Request -> Return an exact copy of the lines from the one holding "the tree trunk" to the end of the data, including both the starting and final lines. Leave the pictures out.

Dataset records ->
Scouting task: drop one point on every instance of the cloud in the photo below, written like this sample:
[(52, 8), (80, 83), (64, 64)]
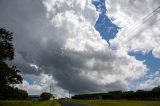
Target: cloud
[(55, 40), (42, 83), (152, 81), (139, 22)]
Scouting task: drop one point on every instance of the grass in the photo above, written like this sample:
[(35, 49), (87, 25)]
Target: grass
[(118, 103), (28, 103)]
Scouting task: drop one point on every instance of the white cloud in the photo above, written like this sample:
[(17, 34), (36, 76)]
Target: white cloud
[(140, 25), (152, 80), (42, 83), (70, 51), (83, 45)]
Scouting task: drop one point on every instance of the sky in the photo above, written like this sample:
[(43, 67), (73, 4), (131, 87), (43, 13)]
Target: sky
[(84, 46)]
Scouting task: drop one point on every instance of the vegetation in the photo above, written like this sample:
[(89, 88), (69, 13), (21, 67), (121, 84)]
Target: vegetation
[(9, 75), (28, 103), (119, 102), (46, 96), (154, 94)]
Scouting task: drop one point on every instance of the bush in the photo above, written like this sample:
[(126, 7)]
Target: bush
[(46, 96)]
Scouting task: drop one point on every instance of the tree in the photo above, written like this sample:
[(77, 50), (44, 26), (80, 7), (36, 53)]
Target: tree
[(46, 96), (8, 74)]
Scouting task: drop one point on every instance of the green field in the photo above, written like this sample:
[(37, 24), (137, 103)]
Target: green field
[(28, 103), (119, 103)]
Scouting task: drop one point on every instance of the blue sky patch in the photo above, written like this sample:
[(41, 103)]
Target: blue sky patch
[(104, 25)]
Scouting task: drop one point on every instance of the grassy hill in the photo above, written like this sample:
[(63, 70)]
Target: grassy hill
[(118, 102), (27, 103)]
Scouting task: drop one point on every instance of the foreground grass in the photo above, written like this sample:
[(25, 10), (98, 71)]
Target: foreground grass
[(28, 103), (118, 102)]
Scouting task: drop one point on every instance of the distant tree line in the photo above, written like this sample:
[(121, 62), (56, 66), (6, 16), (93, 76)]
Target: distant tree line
[(153, 94)]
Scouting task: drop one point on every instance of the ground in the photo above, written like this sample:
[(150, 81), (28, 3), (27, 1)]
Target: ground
[(119, 102), (28, 103)]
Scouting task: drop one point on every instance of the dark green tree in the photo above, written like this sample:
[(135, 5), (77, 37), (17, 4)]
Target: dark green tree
[(8, 74), (46, 96)]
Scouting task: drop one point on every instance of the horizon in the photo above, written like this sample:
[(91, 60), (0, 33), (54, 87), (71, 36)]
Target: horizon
[(84, 46)]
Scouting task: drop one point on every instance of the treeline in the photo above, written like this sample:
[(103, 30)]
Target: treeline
[(153, 94), (12, 93)]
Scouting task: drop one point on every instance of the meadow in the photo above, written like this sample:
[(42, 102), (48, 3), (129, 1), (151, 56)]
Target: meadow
[(118, 102), (27, 103)]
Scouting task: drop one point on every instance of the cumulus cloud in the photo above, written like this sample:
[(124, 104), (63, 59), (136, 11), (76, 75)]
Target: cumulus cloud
[(42, 83), (139, 22), (152, 80), (58, 38)]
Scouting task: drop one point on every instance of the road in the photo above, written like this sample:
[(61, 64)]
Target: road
[(68, 103)]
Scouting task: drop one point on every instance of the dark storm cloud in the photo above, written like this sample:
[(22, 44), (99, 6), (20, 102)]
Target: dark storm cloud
[(38, 41)]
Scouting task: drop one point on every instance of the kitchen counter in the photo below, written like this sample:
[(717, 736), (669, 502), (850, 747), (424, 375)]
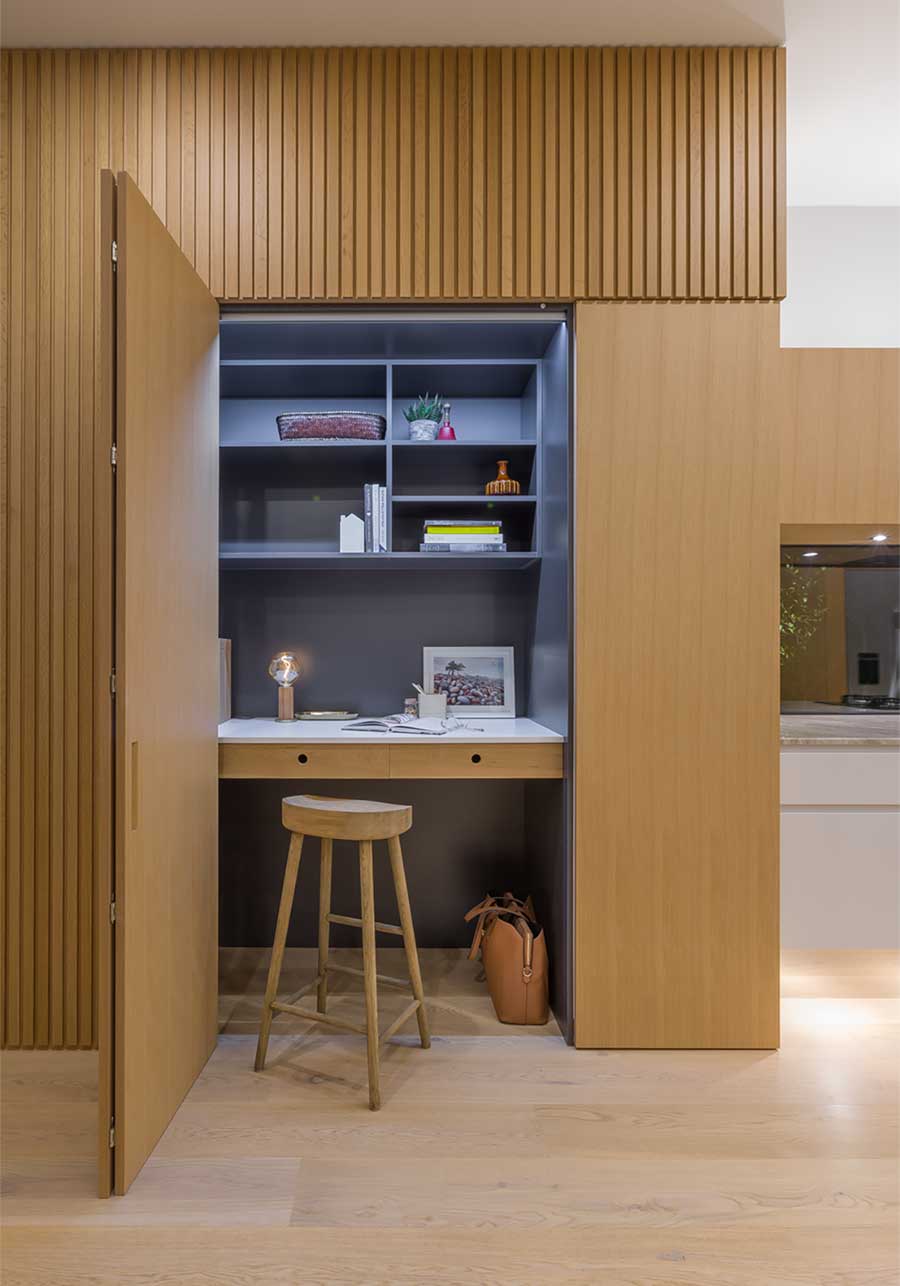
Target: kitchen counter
[(864, 729)]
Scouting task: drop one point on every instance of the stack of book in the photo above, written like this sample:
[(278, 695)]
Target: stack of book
[(455, 536), (374, 497)]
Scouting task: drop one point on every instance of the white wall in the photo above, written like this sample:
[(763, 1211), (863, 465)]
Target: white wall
[(844, 278)]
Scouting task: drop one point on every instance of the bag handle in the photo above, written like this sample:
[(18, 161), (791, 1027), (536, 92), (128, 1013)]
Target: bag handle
[(490, 909)]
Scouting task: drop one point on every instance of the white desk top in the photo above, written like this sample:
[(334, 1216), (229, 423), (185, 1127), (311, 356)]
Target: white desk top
[(521, 732)]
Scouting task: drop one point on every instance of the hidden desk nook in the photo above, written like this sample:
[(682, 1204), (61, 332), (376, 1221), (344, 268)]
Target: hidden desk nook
[(491, 809)]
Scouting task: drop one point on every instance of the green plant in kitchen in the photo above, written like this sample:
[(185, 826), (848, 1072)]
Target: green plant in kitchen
[(424, 408), (802, 607)]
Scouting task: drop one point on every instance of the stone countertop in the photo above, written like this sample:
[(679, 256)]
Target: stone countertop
[(858, 731)]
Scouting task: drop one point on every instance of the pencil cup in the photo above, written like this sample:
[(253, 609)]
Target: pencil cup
[(432, 705)]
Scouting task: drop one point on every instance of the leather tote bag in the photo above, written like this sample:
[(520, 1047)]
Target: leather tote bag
[(513, 953)]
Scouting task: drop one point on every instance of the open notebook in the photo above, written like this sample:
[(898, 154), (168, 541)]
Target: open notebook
[(410, 724), (400, 723)]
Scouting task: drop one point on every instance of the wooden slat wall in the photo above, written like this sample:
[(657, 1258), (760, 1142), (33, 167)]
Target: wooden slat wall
[(340, 174)]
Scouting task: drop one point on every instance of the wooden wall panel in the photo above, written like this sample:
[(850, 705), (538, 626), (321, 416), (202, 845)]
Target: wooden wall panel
[(383, 174), (676, 675), (840, 436)]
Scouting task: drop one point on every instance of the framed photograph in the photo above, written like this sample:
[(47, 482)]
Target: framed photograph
[(478, 680)]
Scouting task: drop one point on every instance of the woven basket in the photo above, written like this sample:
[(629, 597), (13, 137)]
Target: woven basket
[(334, 425)]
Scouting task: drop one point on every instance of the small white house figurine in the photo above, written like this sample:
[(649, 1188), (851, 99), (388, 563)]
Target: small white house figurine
[(352, 534)]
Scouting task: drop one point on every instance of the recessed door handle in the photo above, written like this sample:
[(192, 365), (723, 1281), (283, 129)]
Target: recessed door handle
[(135, 796)]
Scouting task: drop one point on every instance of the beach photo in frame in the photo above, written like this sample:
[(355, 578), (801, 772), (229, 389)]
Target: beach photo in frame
[(477, 680)]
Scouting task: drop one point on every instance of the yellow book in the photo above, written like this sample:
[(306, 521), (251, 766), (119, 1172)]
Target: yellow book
[(463, 529)]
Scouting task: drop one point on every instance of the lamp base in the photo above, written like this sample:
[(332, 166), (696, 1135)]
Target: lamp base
[(286, 705)]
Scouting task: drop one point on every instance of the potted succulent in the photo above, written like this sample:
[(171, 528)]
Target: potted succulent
[(424, 418)]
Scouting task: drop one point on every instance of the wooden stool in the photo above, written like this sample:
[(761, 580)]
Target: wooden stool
[(364, 822)]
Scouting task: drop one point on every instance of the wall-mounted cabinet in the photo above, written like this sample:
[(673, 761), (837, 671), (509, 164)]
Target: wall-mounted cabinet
[(280, 500)]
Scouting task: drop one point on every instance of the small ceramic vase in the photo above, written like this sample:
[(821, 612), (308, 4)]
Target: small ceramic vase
[(503, 484), (423, 431), (446, 432)]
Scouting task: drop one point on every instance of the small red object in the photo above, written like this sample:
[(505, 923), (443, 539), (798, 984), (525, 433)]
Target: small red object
[(446, 432)]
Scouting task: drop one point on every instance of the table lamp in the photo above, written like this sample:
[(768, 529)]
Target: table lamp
[(284, 669)]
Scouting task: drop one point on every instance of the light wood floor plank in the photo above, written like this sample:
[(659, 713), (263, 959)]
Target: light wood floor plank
[(495, 1159)]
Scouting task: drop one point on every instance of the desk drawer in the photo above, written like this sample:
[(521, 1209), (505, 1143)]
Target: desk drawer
[(476, 760), (304, 761)]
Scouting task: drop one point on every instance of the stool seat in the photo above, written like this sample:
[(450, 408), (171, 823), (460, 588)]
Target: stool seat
[(345, 819)]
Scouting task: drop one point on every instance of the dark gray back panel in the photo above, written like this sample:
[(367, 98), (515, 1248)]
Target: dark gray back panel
[(467, 837), (360, 633)]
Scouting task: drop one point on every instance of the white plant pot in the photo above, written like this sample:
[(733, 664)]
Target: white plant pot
[(423, 430)]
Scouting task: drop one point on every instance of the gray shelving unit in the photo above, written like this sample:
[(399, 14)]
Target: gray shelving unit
[(280, 498)]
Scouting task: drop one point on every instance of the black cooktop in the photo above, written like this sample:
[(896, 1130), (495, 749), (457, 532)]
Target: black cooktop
[(859, 701)]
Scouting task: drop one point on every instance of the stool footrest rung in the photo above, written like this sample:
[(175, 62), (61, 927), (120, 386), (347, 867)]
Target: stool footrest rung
[(313, 1016), (304, 990), (403, 983), (355, 922), (399, 1021)]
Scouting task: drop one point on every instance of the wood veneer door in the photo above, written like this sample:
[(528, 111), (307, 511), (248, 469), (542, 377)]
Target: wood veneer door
[(676, 745), (166, 661)]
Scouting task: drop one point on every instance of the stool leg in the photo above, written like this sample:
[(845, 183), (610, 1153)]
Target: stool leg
[(409, 936), (278, 947), (368, 916), (324, 911)]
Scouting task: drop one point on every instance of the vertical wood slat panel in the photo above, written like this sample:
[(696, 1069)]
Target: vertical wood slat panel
[(300, 174)]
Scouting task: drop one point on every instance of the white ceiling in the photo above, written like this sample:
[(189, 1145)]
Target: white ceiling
[(70, 23), (844, 102)]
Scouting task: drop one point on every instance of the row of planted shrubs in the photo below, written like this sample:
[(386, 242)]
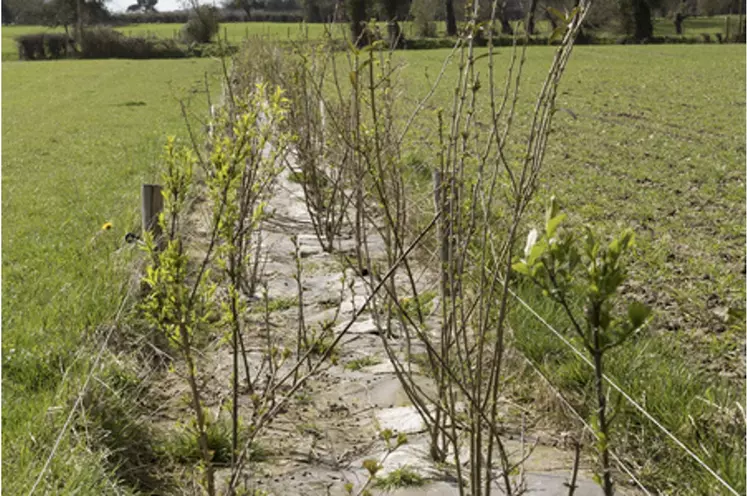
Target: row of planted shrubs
[(222, 16)]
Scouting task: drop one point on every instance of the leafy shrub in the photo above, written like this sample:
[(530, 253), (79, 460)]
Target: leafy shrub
[(202, 26), (424, 17), (102, 43), (44, 45)]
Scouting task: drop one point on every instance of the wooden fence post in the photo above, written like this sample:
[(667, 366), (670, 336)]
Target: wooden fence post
[(152, 206)]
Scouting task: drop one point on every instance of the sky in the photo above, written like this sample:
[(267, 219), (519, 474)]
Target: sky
[(163, 5)]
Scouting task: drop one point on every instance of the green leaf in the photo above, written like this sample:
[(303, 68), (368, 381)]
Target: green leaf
[(552, 224), (638, 313), (556, 34), (558, 15), (521, 268), (551, 210), (537, 251)]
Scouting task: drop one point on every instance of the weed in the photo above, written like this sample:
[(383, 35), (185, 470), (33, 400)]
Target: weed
[(277, 305), (399, 478), (362, 362)]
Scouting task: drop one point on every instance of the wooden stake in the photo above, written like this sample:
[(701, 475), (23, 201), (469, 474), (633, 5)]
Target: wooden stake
[(152, 206)]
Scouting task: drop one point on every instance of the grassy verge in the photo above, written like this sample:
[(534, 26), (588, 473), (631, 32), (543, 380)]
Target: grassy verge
[(79, 137), (651, 138), (239, 31)]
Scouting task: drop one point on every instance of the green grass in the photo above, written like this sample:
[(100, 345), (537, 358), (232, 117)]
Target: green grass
[(239, 31), (653, 139), (656, 144), (79, 137), (399, 478), (359, 363)]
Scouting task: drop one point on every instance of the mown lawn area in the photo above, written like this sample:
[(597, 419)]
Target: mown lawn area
[(238, 31), (79, 138)]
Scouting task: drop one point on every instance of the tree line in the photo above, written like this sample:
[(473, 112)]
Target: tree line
[(631, 17)]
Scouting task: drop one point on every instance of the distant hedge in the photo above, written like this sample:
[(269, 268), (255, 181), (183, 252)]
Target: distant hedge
[(106, 43), (41, 46), (182, 17)]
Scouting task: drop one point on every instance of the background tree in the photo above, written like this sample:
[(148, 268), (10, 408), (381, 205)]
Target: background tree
[(7, 14), (424, 14), (77, 13), (245, 5), (143, 6), (357, 20), (530, 16), (451, 29), (394, 34)]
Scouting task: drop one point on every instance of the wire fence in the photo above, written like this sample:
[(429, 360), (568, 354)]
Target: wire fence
[(627, 397), (80, 395)]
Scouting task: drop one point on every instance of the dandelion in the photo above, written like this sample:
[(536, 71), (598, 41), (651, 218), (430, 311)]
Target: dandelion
[(531, 241)]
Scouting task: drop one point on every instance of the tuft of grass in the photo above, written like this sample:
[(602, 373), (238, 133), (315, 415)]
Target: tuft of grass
[(701, 410), (276, 305), (362, 362), (399, 478), (73, 161)]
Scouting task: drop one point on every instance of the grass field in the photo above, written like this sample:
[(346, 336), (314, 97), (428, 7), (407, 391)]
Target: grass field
[(653, 139), (236, 32), (79, 137), (650, 138)]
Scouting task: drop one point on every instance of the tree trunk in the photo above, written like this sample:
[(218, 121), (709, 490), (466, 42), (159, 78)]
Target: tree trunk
[(79, 24), (530, 17), (451, 29), (247, 6), (394, 33), (644, 28), (357, 20), (311, 11), (678, 20)]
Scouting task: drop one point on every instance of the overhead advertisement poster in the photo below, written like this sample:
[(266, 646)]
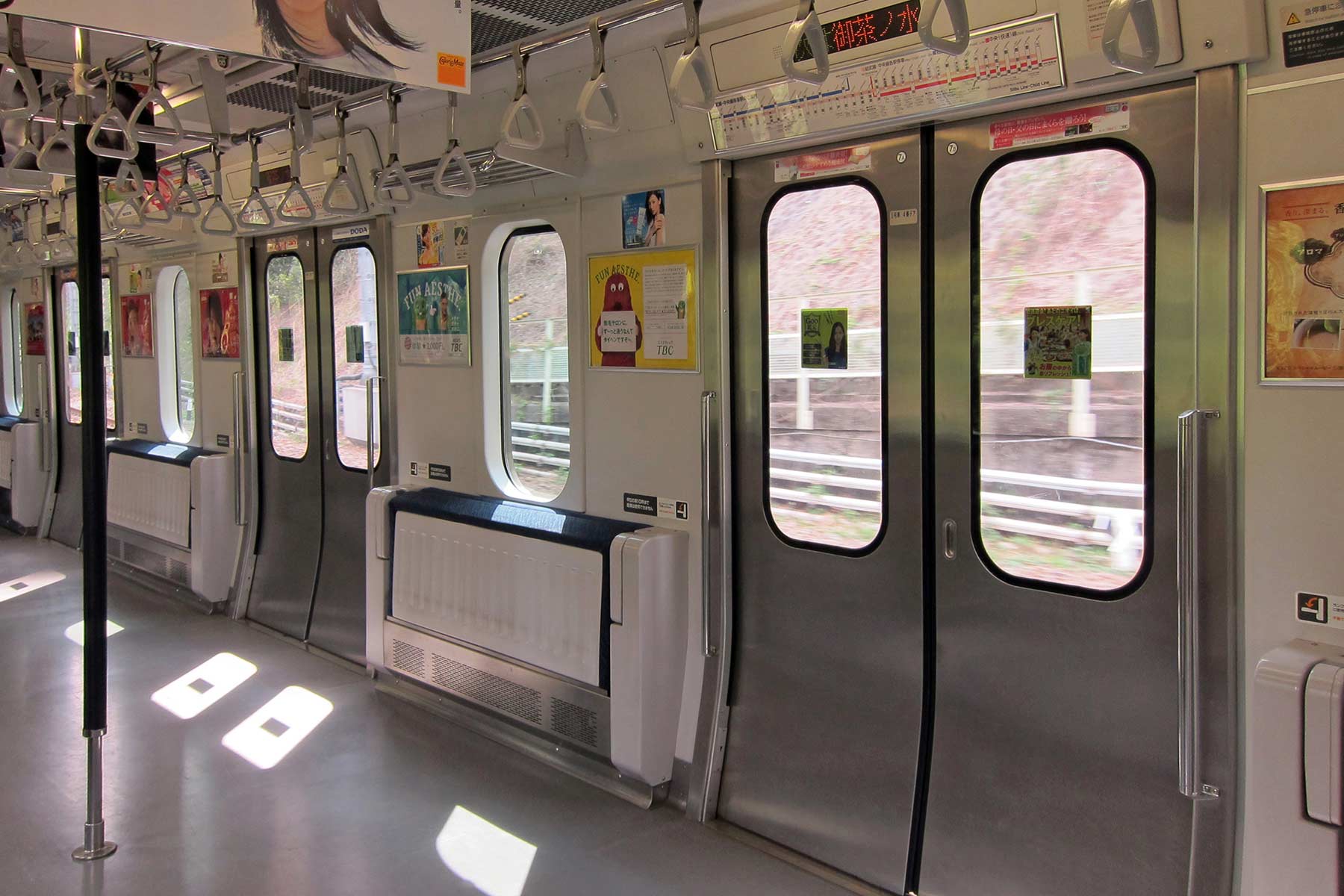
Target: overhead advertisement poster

In response ->
Scouting task: drop one point on every instance of the tree trunk in the photo above, written like this sample:
[(218, 121), (709, 490), (466, 42), (159, 78)]
Target: tree trunk
[(79, 24), (530, 17), (451, 29), (247, 6), (394, 33), (644, 28), (357, 20), (311, 11), (678, 20)]
Scouting task: drop one point on every instance of the overhead advertisement poster in the photo below, written like this sample:
[(266, 646)]
Target: overhead advertisement poster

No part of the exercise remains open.